___ QUOTED PASSAGE ___
Largest randomized trial of AI-based alarm management in critical care. Demonstrated that intelligent filtering can dramatically reduce fatigue without compromising safety. Published in The Lancet Digital Health.
12-month prospective comparison study at 3 health systems (n=156,832 medication orders). Parallel evaluation of AI-enhanced pharmacogenomic checking vs. standard formulary-based checking. Independent pharmacy adjudication of all flagged interactions.
3.2 times more clinically significant interactions detected (p<0.001). 847 potentially life-threatening interactions caught that standard checking missed. Precision of 91.4%, reducing pharmacist verification burden.
Demonstrated that patient-specific pharmacogenomic and organ function data substantially improves drug interaction detection. The 847 prevented life-threatening interactions represent direct patient safety impact. Published in JAMA Internal Medicine.
___ SUPPLIED INFORMATION ___
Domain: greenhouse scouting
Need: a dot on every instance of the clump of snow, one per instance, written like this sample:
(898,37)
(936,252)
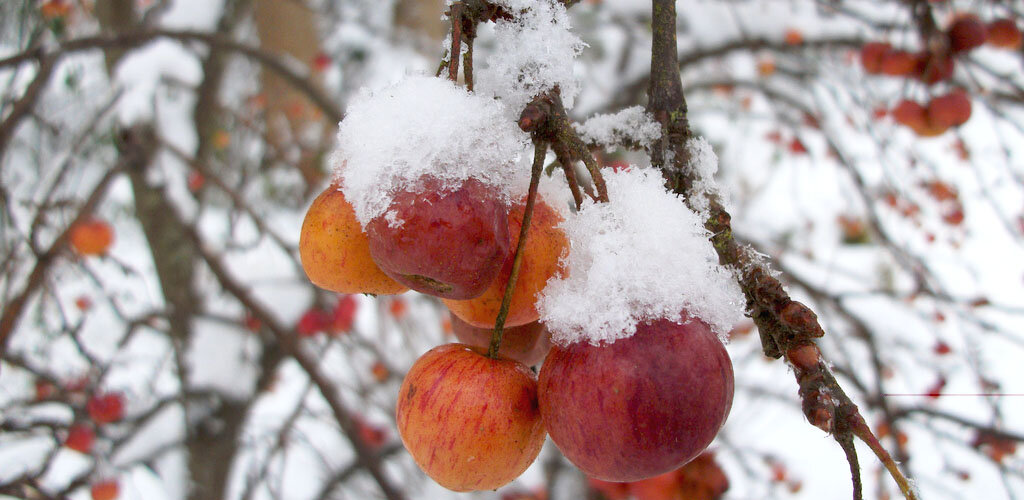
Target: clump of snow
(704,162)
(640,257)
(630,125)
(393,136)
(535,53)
___
___ SUPPLIED INFORMATION ___
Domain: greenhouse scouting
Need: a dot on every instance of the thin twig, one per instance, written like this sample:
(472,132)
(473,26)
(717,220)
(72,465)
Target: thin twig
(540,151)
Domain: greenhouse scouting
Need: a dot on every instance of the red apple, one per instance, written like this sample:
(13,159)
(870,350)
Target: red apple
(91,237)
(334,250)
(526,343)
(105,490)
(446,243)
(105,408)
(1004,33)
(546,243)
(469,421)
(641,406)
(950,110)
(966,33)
___
* **ACTIONS TO TAKE**:
[1] Answer these questions from the clinical study summaries:
(a) In which journal was the trial of AI-based alarm management published?
(b) At how many health systems was the 12-month comparison study conducted?
(c) What precision did the AI-enhanced checking achieve?
[2] Extend the clinical study summaries with a further passage that begins after their final sentence.

* **EXPECTED RESPONSES**:
[1]
(a) The Lancet Digital Health
(b) 3
(c) 91.4%

[2]
Stepped-wedge cluster randomized trial across 8 emergency departments (n=31,562 encounters). Primary endpoint: diagnostic error rate. Sequential rollout over 12 months with concurrent control analysis.
Diagnostic error rate reduced from 5.7% to 2.1% (p<0.001). Time to correct diagnosis decreased by 41%. 30-day unplanned return visits decreased by 28%. Clinician acceptance rate of 89%.
First large-scale randomized evidence that AI-assisted decision support meaningfully reduces diagnostic error in emergency settings. The 89% acceptance rate indicates strong clinician trust. Published in Annals of Internal Medicine.
Multi-national prospective cohort study (n=94,216 admissions enrolled to date). Primary endpoint: time to HAI detection vs. standard clinical identification. Phase 2 expansion to 5 additional countries in progress.
Median 36 hours earlier detection (IQR: 18-52 hours). 23% shorter infection duration. 18% lower antibiotic utilization. Estimated $4,200 cost saving per detected case. Phase 1 results published in The Lancet.
Largest international trial of AI-based HAI detection. Demonstrates cross-border generalizability of clinical AI models and meaningful impact on antibiotic stewardship. Phase 2 enrollment targeting 200,000 admissions.
Our research team combines deep expertise in machine learning, clinical medicine, biomedical informatics, and health system operations.
Every model we deploy follows a rigorous development and validation lifecycle designed specifically for clinical-grade AI.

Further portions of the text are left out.